**待解问题**
1) 根据传道书经文回答:
(a) 神造万物,各按其时成为怎样?
(b) 神将什么安置在世人心里?
(c) 经文所标的出处是哪一卷书的哪些节?
2) 从传道书经文最后一句之后续写下去。

1凡事都有定期,天下万务都有定时。 生有时,死有时。栽种有时,拔出所栽种的,也有时。 杀戮有时,医治有时。拆毁有时,建造有时。 哭有时,笑有时。哀恸有时,跳舞有时….. 9这样看来,作事的人在他的劳碌上有什么益处呢? 我见神叫世人劳苦,使他们在其中受经练。 神造万物,各按其时成为美好。又将永生安置在世人心里。(永生原文作永远)然而神从始至终的作为,人不能参透。
传道书 3:1-4, 9-11
1 To everything there is a season, a time for every purpose under heaven 2. A time to be born, and a time to die; A time to plant, and a time to pluck what is planted; 3 A time to kill, and a time to heal; A time to break down, and a time to build up; 4 A time to weep, and a time to laugh; A time to mourn, and a time to dance….…. 9.What profit has the worker from that in which he labors? 10 I have seen the God-given task with which the sons of men are to be occupied. 11 He has made everything beautiful in its time. Also, He has put eternity in their hearts, except that no one can find out the work that God does from beginning to end.

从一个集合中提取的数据
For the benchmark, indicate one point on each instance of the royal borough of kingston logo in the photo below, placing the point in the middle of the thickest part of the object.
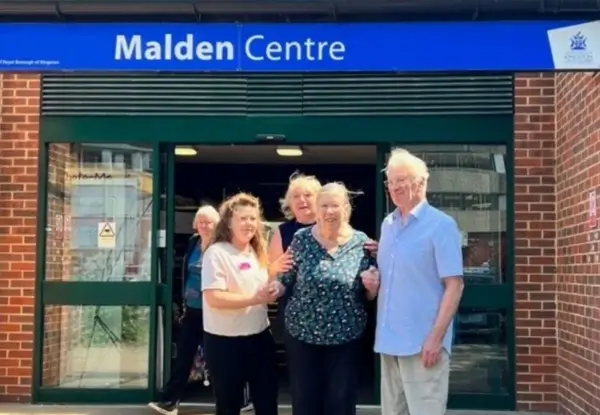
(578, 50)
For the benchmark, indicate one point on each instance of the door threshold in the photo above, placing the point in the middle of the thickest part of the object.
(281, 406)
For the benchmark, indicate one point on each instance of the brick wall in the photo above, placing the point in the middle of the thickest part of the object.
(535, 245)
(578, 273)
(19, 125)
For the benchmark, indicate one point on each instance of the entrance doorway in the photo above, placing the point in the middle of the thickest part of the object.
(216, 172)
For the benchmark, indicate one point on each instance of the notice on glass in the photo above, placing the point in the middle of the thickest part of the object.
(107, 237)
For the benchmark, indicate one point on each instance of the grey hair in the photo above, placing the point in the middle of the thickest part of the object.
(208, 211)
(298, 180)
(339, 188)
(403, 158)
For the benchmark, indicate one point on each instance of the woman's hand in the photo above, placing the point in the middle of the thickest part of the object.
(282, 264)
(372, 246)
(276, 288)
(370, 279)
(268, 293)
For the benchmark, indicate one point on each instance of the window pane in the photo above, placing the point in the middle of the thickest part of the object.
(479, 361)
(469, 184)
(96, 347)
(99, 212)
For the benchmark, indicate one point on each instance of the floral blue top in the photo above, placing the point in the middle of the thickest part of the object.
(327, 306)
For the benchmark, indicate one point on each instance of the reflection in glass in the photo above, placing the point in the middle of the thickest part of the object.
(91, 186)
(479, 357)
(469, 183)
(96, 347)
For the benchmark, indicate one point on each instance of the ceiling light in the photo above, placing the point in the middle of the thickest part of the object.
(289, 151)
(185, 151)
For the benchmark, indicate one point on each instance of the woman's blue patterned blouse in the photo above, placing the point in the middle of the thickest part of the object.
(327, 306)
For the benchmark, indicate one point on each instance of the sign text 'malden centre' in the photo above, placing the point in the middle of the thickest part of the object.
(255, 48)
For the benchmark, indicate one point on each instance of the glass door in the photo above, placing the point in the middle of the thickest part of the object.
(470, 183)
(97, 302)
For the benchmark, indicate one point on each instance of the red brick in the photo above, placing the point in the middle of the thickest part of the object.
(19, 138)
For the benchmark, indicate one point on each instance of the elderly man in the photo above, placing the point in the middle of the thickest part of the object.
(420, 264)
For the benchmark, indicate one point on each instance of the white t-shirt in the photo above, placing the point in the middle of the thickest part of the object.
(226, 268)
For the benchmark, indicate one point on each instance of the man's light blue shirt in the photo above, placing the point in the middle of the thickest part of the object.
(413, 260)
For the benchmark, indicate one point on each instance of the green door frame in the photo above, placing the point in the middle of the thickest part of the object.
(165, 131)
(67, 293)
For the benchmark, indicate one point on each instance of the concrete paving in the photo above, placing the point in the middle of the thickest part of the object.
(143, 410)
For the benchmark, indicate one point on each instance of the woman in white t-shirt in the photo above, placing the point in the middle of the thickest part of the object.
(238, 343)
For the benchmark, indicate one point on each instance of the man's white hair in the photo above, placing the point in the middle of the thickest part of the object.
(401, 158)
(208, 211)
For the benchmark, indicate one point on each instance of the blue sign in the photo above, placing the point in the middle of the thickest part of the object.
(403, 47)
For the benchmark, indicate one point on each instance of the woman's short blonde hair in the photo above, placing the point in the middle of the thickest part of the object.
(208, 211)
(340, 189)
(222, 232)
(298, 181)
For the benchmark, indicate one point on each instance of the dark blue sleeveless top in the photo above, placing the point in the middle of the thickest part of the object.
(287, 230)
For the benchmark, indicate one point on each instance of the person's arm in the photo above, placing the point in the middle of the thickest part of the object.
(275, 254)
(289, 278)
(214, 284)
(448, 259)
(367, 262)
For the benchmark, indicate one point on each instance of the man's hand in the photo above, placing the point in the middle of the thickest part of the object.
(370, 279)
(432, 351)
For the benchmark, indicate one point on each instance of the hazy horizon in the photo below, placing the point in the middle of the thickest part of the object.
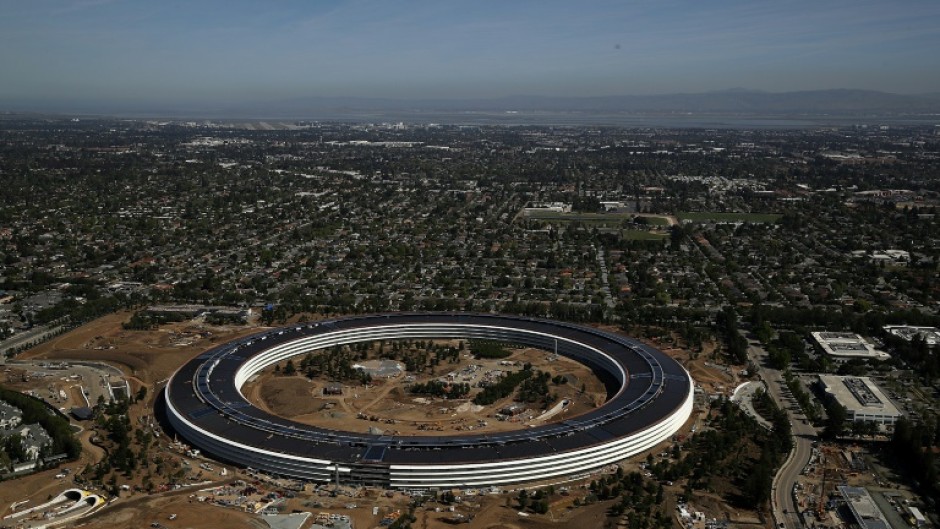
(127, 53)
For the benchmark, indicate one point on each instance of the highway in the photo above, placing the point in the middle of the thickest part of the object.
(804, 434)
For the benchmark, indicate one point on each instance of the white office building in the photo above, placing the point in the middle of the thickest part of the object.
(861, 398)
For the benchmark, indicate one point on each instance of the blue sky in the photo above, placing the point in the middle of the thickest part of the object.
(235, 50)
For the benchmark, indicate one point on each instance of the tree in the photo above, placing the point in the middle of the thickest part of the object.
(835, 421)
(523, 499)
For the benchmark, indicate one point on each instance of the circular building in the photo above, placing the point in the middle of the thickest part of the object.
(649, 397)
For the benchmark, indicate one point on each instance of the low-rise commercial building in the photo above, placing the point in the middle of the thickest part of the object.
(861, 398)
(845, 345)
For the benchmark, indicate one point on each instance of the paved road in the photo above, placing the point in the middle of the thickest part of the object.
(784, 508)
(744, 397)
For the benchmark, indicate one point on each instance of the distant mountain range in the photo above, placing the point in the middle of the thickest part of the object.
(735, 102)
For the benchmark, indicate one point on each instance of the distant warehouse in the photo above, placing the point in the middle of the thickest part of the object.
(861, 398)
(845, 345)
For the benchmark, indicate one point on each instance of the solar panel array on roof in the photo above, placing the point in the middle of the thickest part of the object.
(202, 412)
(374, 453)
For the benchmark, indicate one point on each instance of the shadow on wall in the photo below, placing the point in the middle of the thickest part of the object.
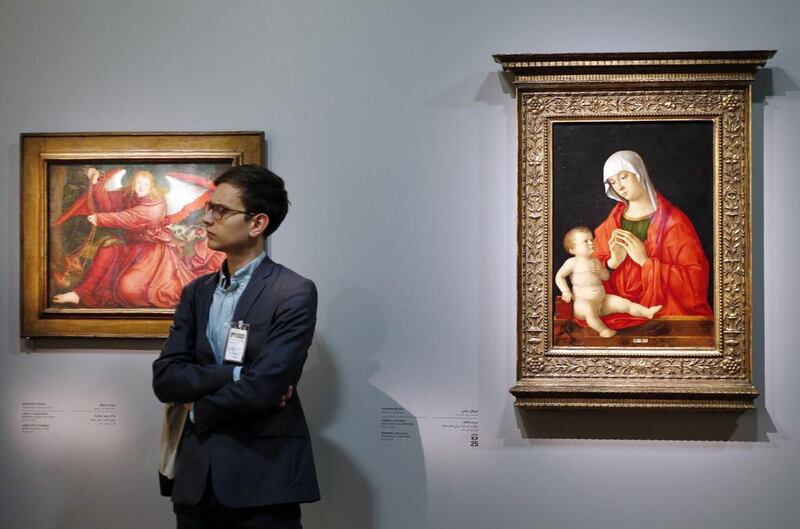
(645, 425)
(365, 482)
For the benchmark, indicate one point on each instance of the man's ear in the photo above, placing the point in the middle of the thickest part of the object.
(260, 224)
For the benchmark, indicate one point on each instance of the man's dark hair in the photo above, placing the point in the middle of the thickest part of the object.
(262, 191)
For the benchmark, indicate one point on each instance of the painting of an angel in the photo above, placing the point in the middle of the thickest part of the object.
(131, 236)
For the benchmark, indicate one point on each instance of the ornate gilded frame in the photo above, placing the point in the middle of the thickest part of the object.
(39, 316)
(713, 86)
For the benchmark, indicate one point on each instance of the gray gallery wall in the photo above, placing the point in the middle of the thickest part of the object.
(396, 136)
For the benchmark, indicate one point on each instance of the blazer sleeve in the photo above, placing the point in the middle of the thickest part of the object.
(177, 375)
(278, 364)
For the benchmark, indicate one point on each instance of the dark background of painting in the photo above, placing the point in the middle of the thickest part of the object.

**已解答案**
1)
(a) 成为美好。
(b) 永生(原文作永远)。
(c) 传道书 3:1-4, 9-11。

2)
Ecc 3:1-4, 9-11
Q & A:
- 当你反思这一年时,知道凡事都有定期和定时,你错过了生命中的哪些时机?考虑到所罗门王拥有财富、智慧和生命中的一切,但却声称如果没有上帝在一个人的生命中,一切都是虚空就像扑风一样,讨论你是否一直专注于自己的计划,还是有意义地活出上帝赐予的任务或呼召。(传道书3:1-4; 传道书12:6-8)
- What opportunities in your life have you missed as you reflect upon this year, knowing that there is a time and season for everything? Considering King Solomon had wealth, wisdom and everything in life, yet claimed that all is vanity, like chasing after the wind if God is not in one’s life, discuss if you have been pre-occupied with your own plans or intentionally living out God’s given task or calling. (Ecc 3:1-4; Ecc 12:6-8)
- 解释合约婚姻和盟约婚姻之间的区别,并提及个人主义以及当其中一方面临困境低谷(疾病或财务需求)时,夫妻双方会如何应对行事。当你的伴侣(或家庭成员)经历生命中充满挑战的时刻时,你是否有花时间或精力去了解他/她的需求,并与他/她同行一同度过?(传道书4:10-12; 创世记2:18; 玛拉基书2:14)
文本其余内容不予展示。